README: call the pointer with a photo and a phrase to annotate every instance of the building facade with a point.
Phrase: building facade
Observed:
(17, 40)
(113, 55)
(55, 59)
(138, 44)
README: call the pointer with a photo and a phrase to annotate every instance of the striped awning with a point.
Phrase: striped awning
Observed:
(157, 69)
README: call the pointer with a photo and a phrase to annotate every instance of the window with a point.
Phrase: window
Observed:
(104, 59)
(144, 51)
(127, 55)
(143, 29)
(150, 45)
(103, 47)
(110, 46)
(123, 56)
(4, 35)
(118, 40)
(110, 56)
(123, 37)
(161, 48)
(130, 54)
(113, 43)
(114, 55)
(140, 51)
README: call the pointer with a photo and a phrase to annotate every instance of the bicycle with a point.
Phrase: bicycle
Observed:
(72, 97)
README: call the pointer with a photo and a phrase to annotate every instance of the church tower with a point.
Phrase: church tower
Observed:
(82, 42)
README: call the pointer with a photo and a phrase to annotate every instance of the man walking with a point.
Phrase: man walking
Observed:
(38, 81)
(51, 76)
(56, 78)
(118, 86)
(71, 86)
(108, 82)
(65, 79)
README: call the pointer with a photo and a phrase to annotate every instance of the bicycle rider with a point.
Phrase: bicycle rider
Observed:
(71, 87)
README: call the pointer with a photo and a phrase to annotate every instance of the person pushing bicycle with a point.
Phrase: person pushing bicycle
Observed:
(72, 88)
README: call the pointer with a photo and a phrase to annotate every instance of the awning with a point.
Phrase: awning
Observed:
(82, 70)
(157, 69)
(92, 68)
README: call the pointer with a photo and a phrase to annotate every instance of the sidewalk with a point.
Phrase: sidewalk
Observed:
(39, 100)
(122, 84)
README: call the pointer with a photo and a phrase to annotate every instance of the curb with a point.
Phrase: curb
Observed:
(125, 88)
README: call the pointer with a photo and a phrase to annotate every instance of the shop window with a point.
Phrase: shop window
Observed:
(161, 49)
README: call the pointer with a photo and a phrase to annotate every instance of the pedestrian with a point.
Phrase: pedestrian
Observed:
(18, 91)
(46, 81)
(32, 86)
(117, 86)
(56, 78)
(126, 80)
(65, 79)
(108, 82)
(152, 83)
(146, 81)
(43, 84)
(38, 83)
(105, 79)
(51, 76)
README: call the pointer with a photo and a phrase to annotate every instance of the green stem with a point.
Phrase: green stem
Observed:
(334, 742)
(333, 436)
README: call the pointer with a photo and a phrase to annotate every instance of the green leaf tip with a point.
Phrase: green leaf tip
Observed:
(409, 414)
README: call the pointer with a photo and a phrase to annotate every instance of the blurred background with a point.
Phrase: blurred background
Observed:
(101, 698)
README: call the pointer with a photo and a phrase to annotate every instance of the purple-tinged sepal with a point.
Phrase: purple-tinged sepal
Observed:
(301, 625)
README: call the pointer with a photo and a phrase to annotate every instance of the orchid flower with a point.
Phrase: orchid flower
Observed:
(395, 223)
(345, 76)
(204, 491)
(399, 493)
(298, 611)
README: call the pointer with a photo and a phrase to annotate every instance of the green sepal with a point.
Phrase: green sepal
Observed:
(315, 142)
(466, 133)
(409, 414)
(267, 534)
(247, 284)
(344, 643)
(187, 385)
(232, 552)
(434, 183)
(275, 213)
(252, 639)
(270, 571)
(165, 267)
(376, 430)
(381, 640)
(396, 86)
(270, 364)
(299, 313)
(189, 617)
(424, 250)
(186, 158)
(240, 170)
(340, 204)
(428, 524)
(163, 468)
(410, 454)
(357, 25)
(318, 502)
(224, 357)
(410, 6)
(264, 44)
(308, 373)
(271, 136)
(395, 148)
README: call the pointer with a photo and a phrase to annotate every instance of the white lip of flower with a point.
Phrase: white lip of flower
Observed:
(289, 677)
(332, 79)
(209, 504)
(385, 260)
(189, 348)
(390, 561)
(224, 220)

### Exercise details:
Render every line above as a Markdown table with the columns Row and Line, numbering the rows in order and omitting blank lines.

### Response to this task:
| Row | Line |
|---|---|
| 1 | README: call the pointer with a photo and a phrase to annotate every instance of the building facade with a point. |
| 2 | Phrase: building facade |
| 3 | Observed: |
| 4 | (17, 40) |
| 5 | (113, 55) |
| 6 | (55, 59) |
| 7 | (138, 44) |
| 8 | README: call the pointer with a photo and a phrase to annotate every instance of the striped awning with a point. |
| 9 | Phrase: striped awning |
| 10 | Observed: |
| 11 | (157, 69) |
| 12 | README: call the pointer with a photo and a phrase to annotate every instance of the window with a point. |
| 13 | Phrase: window |
| 14 | Observed: |
| 15 | (104, 59) |
| 16 | (144, 51) |
| 17 | (127, 55) |
| 18 | (143, 29) |
| 19 | (150, 45) |
| 20 | (103, 47) |
| 21 | (110, 46) |
| 22 | (123, 56) |
| 23 | (4, 35) |
| 24 | (118, 40) |
| 25 | (110, 56) |
| 26 | (123, 37) |
| 27 | (161, 48) |
| 28 | (130, 54) |
| 29 | (113, 43) |
| 30 | (114, 55) |
| 31 | (140, 51) |
| 32 | README: call the pointer with a photo and a phrase to annotate every instance of the bicycle with a point. |
| 33 | Phrase: bicycle |
| 34 | Observed: |
| 35 | (72, 97) |
| 36 | README: call the pointer with a photo and a phrase to annotate every instance of the church tower with a point. |
| 37 | Phrase: church tower |
| 38 | Observed: |
| 39 | (82, 42) |
| 40 | README: call the pointer with a photo and a phrase to annotate every instance of the man walking with a point. |
| 41 | Phrase: man walking |
| 42 | Observed: |
| 43 | (38, 81) |
| 44 | (51, 76) |
| 45 | (56, 78) |
| 46 | (118, 86) |
| 47 | (71, 86) |
| 48 | (108, 82) |
| 49 | (65, 79) |
| 50 | README: call the pointer with a photo and a phrase to annotate every instance of the bicycle rider with a point. |
| 51 | Phrase: bicycle rider |
| 52 | Observed: |
| 53 | (71, 87) |
| 54 | README: call the pointer with a photo and a phrase to annotate every instance of the person pushing bicycle with a point. |
| 55 | Phrase: person pushing bicycle |
| 56 | Observed: |
| 57 | (72, 88) |
| 58 | README: call the pointer with a photo and a phrase to annotate every instance of the awning with a point. |
| 59 | Phrase: awning |
| 60 | Observed: |
| 61 | (82, 70) |
| 62 | (157, 69) |
| 63 | (92, 68) |
| 64 | README: call the pointer with a photo and a phrase to annotate every instance of the sidewalk with a point. |
| 65 | Phrase: sidewalk |
| 66 | Observed: |
| 67 | (39, 100) |
| 68 | (122, 84) |
| 69 | README: call the pointer with a photo and a phrase to annotate every instance of the curb with a point. |
| 70 | Phrase: curb |
| 71 | Observed: |
| 72 | (125, 88) |
| 73 | README: call the pointer with a photo and a phrase to annotate every instance of the shop window with a point. |
| 74 | Phrase: shop window |
| 75 | Observed: |
| 76 | (161, 49) |
| 77 | README: call the pointer with a photo and a phrase to annotate every instance of the pedestrian with a point. |
| 78 | Phrase: pedestrian |
| 79 | Observed: |
| 80 | (18, 91) |
| 81 | (46, 81) |
| 82 | (32, 86) |
| 83 | (117, 86) |
| 84 | (56, 78) |
| 85 | (126, 80) |
| 86 | (65, 79) |
| 87 | (108, 82) |
| 88 | (152, 83) |
| 89 | (146, 81) |
| 90 | (43, 84) |
| 91 | (38, 83) |
| 92 | (105, 79) |
| 93 | (51, 76) |
| 94 | README: call the pointer with a photo and a phrase to annotate every instance of the green stem with a point. |
| 95 | Phrase: green stem |
| 96 | Observed: |
| 97 | (334, 742) |
| 98 | (333, 436) |
| 99 | README: call the pointer with a photo and a phrase to annotate every instance of the green leaf tip with a point. |
| 100 | Phrase: green leaf tip |
| 101 | Observed: |
| 102 | (409, 414) |
| 103 | README: call the pointer with a photo and a phrase to annotate every instance of the blurred background with a point. |
| 104 | Phrase: blurred background |
| 105 | Observed: |
| 106 | (101, 698) |
| 107 | README: call the pointer with a photo and a phrase to annotate every instance of the purple-tinged sepal with a point. |
| 108 | Phrase: purple-tinged sepal |
| 109 | Observed: |
| 110 | (301, 625) |
| 111 | README: call the pointer with a photo and a phrase to annotate every instance of the orchid flower with a point. |
| 112 | Phrase: orchid flower |
| 113 | Observed: |
| 114 | (395, 223) |
| 115 | (345, 76) |
| 116 | (204, 491) |
| 117 | (399, 493) |
| 118 | (298, 611) |
| 119 | README: call the pointer with a photo and a phrase to annotate every instance of the green sepal with a point. |
| 120 | Phrase: green sepal |
| 121 | Observed: |
| 122 | (315, 142) |
| 123 | (466, 133) |
| 124 | (409, 414) |
| 125 | (267, 534) |
| 126 | (247, 284) |
| 127 | (344, 643) |
| 128 | (187, 385) |
| 129 | (232, 552) |
| 130 | (434, 183) |
| 131 | (275, 213) |
| 132 | (252, 639) |
| 133 | (270, 571) |
| 134 | (165, 267) |
| 135 | (376, 430) |
| 136 | (381, 640) |
| 137 | (396, 86) |
| 138 | (270, 364) |
| 139 | (299, 313) |
| 140 | (189, 617) |
| 141 | (424, 250) |
| 142 | (186, 158) |
| 143 | (240, 170) |
| 144 | (340, 204) |
| 145 | (428, 524) |
| 146 | (163, 468) |
| 147 | (410, 454) |
| 148 | (357, 25) |
| 149 | (318, 502) |
| 150 | (224, 357) |
| 151 | (410, 6) |
| 152 | (264, 44) |
| 153 | (308, 373) |
| 154 | (271, 136) |
| 155 | (395, 148) |
| 156 | README: call the pointer with a photo and a phrase to annotate every instance of the white lip of flower with a point. |
| 157 | Phrase: white lip of flower |
| 158 | Observed: |
| 159 | (289, 677) |
| 160 | (332, 79) |
| 161 | (209, 504) |
| 162 | (385, 260) |
| 163 | (189, 348) |
| 164 | (390, 561) |
| 165 | (224, 220) |